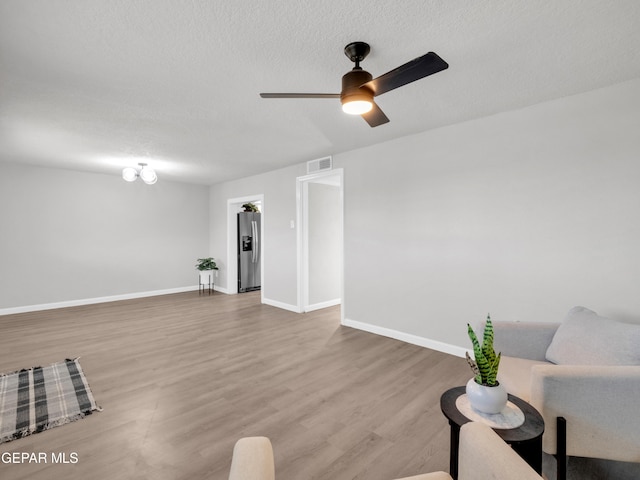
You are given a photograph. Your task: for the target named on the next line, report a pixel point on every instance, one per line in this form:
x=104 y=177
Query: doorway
x=234 y=205
x=320 y=240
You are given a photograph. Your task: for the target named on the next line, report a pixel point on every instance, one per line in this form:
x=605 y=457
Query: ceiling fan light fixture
x=129 y=174
x=148 y=175
x=357 y=103
x=357 y=107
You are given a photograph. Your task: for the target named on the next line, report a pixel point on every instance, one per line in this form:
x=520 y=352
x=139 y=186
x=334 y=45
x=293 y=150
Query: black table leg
x=453 y=453
x=531 y=452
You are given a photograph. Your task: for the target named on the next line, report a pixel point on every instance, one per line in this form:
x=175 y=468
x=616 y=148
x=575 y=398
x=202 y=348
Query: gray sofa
x=586 y=370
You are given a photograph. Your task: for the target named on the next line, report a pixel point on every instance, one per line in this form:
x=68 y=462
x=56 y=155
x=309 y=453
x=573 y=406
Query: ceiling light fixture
x=357 y=104
x=147 y=174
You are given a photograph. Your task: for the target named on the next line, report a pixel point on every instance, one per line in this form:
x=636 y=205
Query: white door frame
x=302 y=214
x=233 y=207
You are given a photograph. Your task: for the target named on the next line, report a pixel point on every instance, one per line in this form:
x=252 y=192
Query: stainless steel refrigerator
x=249 y=244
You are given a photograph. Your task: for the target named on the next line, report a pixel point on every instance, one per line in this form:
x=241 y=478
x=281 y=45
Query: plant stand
x=205 y=283
x=526 y=439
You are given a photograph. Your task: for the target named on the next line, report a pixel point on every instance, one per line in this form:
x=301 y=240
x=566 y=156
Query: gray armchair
x=598 y=401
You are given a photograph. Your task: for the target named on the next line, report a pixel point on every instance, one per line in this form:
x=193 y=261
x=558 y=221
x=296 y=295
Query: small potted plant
x=206 y=266
x=484 y=391
x=250 y=207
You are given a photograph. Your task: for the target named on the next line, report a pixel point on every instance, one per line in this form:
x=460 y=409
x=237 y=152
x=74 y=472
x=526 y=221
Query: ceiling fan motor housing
x=352 y=86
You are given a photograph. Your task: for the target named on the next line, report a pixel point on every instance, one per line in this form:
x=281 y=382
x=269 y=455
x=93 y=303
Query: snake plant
x=486 y=363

__Aim of the exercise__. Without any pictures, retype the records above exactly.

__Response for this exercise__.
You are given a photograph. Your task: for the target named on the next line, report a pixel point on every instance, one per line in this form:
x=104 y=177
Query: doorway
x=234 y=205
x=320 y=240
You are given a photograph. Your task: for the target named on the next line, report a pixel point on every instance, one per line in this form:
x=605 y=457
Query: ceiling fan light fixture
x=129 y=174
x=148 y=175
x=357 y=103
x=357 y=107
You are given a photograph. Your task: for the target named on the next line, report a pixel point on every instance, one per line in this form:
x=520 y=352
x=139 y=186
x=334 y=45
x=293 y=150
Query: black table leg
x=453 y=453
x=531 y=452
You are given a photograph. Your task: for the target named on the next line, report a pixel point on every instance, one per line in this form:
x=175 y=468
x=616 y=148
x=575 y=398
x=202 y=348
Query: gray sofa
x=586 y=370
You are given a photograph. Your task: for the target named on the next line, report a pixel point on every instance, one per line in this form:
x=68 y=462
x=56 y=155
x=309 y=453
x=573 y=406
Query: ceiling light fixture
x=357 y=104
x=147 y=174
You are given a photograph. Your task: for the target named on the next line, report a pixel point on every instance, one per line in this form:
x=636 y=205
Query: white door frame
x=302 y=214
x=233 y=207
You are given a photograph. Your task: for the target named on the next line, report a pixel point on every instance, one per line in this form:
x=252 y=192
Query: stainless steel refrigerator
x=249 y=244
You are given a photograph. Your task: for the target named on the next line, report a pixel point on every instance, one per line in this form:
x=241 y=478
x=281 y=45
Query: plant stand
x=205 y=283
x=526 y=439
You are given a photograph. Your task: for the target named on the next line, report a pixel point on every instance, one per line in this form:
x=301 y=240
x=566 y=156
Query: gray armchair
x=598 y=401
You are given a photograph. Your task: for the target named on the next line, report a pixel point on every instance, one per line in this form:
x=193 y=261
x=558 y=221
x=296 y=295
Query: small potted plant
x=206 y=266
x=484 y=391
x=250 y=207
You are given a photograph. Your task: for the target named on the next line, report a pixel point on every instance, one per line in this form:
x=460 y=409
x=237 y=152
x=74 y=472
x=526 y=221
Query: ceiling fan motor housing
x=352 y=86
You are given a photograph. Your task: for the target named on the next line, report a pixel point on every instance, one per line in this form:
x=281 y=382
x=269 y=455
x=93 y=303
Query: snake plant
x=486 y=363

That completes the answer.